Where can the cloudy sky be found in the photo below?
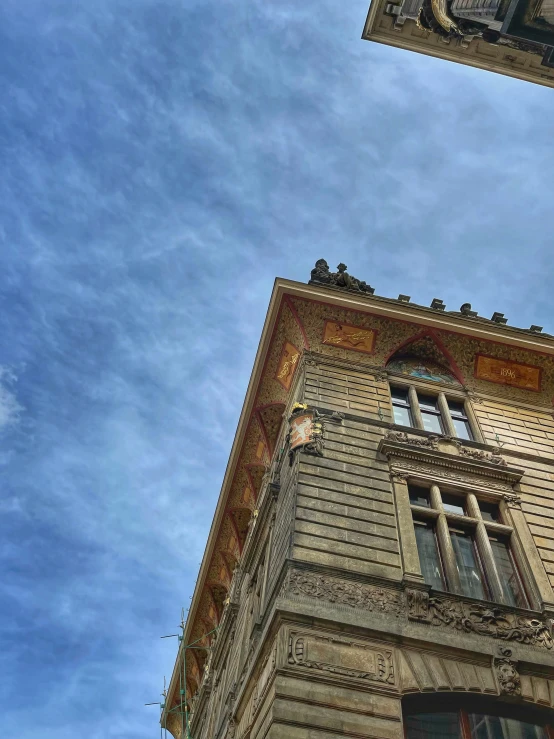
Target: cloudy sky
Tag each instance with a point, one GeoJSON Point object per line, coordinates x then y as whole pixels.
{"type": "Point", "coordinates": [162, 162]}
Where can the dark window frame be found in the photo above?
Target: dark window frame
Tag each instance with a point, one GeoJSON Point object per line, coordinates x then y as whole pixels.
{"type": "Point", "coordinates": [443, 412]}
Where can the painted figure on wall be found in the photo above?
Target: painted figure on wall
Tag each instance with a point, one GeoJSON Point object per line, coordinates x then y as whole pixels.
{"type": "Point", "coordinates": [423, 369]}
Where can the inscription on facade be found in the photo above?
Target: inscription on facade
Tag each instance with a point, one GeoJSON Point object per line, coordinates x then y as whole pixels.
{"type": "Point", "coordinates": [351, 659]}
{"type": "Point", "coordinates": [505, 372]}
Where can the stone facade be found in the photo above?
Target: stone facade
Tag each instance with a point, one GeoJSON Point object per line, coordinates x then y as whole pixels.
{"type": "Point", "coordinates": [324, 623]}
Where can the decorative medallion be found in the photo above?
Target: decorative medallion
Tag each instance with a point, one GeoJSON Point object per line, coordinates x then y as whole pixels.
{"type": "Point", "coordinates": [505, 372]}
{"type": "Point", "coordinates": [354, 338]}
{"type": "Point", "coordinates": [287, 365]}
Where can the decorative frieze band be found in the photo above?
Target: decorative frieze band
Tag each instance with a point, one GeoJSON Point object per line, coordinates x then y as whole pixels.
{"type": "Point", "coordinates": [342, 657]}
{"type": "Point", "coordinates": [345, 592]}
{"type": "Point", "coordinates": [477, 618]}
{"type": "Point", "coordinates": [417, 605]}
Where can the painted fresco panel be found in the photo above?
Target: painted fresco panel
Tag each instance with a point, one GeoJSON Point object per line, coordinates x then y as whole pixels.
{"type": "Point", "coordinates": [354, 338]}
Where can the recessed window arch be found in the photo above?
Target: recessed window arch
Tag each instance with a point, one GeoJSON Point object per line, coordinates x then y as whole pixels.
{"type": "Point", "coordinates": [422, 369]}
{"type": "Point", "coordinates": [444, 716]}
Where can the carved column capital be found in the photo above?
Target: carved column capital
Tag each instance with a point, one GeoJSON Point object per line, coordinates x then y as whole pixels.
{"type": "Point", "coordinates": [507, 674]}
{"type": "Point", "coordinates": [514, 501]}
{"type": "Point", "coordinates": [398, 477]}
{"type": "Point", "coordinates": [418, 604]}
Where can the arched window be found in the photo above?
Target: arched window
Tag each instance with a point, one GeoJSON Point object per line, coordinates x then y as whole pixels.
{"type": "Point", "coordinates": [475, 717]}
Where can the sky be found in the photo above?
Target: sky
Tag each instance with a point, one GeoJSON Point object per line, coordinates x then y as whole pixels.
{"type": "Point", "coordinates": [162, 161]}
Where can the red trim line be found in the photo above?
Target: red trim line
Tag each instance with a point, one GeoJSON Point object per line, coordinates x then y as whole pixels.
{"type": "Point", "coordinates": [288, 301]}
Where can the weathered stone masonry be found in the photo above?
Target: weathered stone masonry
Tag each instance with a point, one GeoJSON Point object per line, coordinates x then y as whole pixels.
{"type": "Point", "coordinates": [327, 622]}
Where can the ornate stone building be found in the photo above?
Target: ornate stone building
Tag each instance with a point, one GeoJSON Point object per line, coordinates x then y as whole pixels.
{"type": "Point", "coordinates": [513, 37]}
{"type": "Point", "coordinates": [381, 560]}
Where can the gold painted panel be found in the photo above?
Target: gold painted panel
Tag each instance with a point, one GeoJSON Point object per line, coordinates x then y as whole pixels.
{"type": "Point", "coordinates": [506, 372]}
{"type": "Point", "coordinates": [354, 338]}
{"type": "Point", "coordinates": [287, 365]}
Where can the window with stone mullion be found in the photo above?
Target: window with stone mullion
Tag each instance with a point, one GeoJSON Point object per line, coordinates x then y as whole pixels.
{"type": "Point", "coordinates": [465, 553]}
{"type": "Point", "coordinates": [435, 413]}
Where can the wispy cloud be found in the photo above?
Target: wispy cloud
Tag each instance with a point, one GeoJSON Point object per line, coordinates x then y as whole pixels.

+++++

- Instruction: Copy all the lines of data exactly as they appear, dropping any images.

- Expected answer:
Where can the cloudy sky be found in the photo below?
Target: cloudy sky
Tag each instance with a point, one GeoJSON Point object per line, coordinates x then y as whole pixels.
{"type": "Point", "coordinates": [162, 162]}
Where can the dark window frame be found in the photo above?
Target: dark window frame
Tag each instance with a point, one GeoJSON Point object per line, coordinates x then y as whole pixels.
{"type": "Point", "coordinates": [443, 412]}
Where can the painted figure on wall be found in the photo above?
Target: painted figure on wall
Tag each instance with a point, one GeoJSON Point object per line, coordinates x then y as whole pixels.
{"type": "Point", "coordinates": [423, 369]}
Where can the inscription on facade be found in the photo above?
Target: inscription on facade
Tag each instance with a point, one GeoJSON Point object per line, coordinates x then y as whole pixels.
{"type": "Point", "coordinates": [351, 659]}
{"type": "Point", "coordinates": [505, 372]}
Where can the stone facade be found in the photo above?
Target: stone facade
Tag each instance with a point, one GeoJSON Point object per line, coordinates x then y as whole pixels.
{"type": "Point", "coordinates": [324, 623]}
Where can the decorative medallion be found in the photo above?
Target: decorative medallion
Tag each instance with a point, one GeoJSON Point object per line, coordinates x then y as whole pixels.
{"type": "Point", "coordinates": [505, 372]}
{"type": "Point", "coordinates": [354, 338]}
{"type": "Point", "coordinates": [287, 365]}
Where can the decorative frieze band be found in the photo above?
Target: decorative frieze band
Tag each instance with a point, one GeoJSON Point object per line, coordinates x then y as whole pixels.
{"type": "Point", "coordinates": [342, 657]}
{"type": "Point", "coordinates": [345, 592]}
{"type": "Point", "coordinates": [477, 618]}
{"type": "Point", "coordinates": [417, 605]}
Where can the painted fresco panel be found in the photo above?
Target: painted fresco panel
Tag each instance with a point, one GeoJSON Point object per line, coordinates x then y as whole pixels.
{"type": "Point", "coordinates": [354, 338]}
Where can the recessed window arch be found in the photo above?
Target: recessed window arch
Tag each instance with a point, one GeoJSON Point object per line, coordinates x then y as whole pixels.
{"type": "Point", "coordinates": [422, 369]}
{"type": "Point", "coordinates": [444, 716]}
Where can the carved column capital be found in the photo above?
Target: carved column capital
Tag each instance with a point, one GeoJSON Point object per line, coordinates x then y as whole pixels.
{"type": "Point", "coordinates": [507, 674]}
{"type": "Point", "coordinates": [514, 501]}
{"type": "Point", "coordinates": [398, 477]}
{"type": "Point", "coordinates": [418, 604]}
Where can the arched window be found in the photo above?
Target: arched window
Tag each instance with a point, one GeoJSON Point object per line, coordinates x then y as whole pixels.
{"type": "Point", "coordinates": [475, 717]}
Where can the sky be found in the photo above?
Target: sky
Tag each instance with a point, one GeoJSON Point object per line, coordinates x then y as whole pixels.
{"type": "Point", "coordinates": [162, 161]}
Where can the red trim line be found in the photo above?
Target: red trim line
Tag each instance with a point, one GeoJSON Point object per line, coordinates x then y as whole pixels.
{"type": "Point", "coordinates": [288, 301]}
Where can the weathered stone masonry be found in the photo above?
Target: weathered stone masonry
Tag each instance with a point, one GeoJSON Point object per line, coordinates x then y as whole pixels.
{"type": "Point", "coordinates": [327, 622]}
Where can the ornate stone building be found in the photo above?
Target: ornate stone building
Tag each instance with a point, one GeoJSON Point object per line, coordinates x then y as whole pixels.
{"type": "Point", "coordinates": [513, 37]}
{"type": "Point", "coordinates": [381, 560]}
Where can the gold painted panel be found in the photo above?
Target: gold painted panel
Tag each instance with a point, one GeoJSON Point object per line, coordinates x then y as whole pixels.
{"type": "Point", "coordinates": [506, 372]}
{"type": "Point", "coordinates": [354, 338]}
{"type": "Point", "coordinates": [287, 365]}
Where can the window with stone mullion be found in the photo above?
Target: window with stone mullion
Tag each instance with a point, one GeoJSON Point object per line, coordinates x then y as whole pixels.
{"type": "Point", "coordinates": [465, 553]}
{"type": "Point", "coordinates": [435, 413]}
Where can the wispy cloud be found in the photo above?
Target: wispy cloud
Tag each instance with a point, one GeoJSON Point object per line, coordinates x then y as whole pixels.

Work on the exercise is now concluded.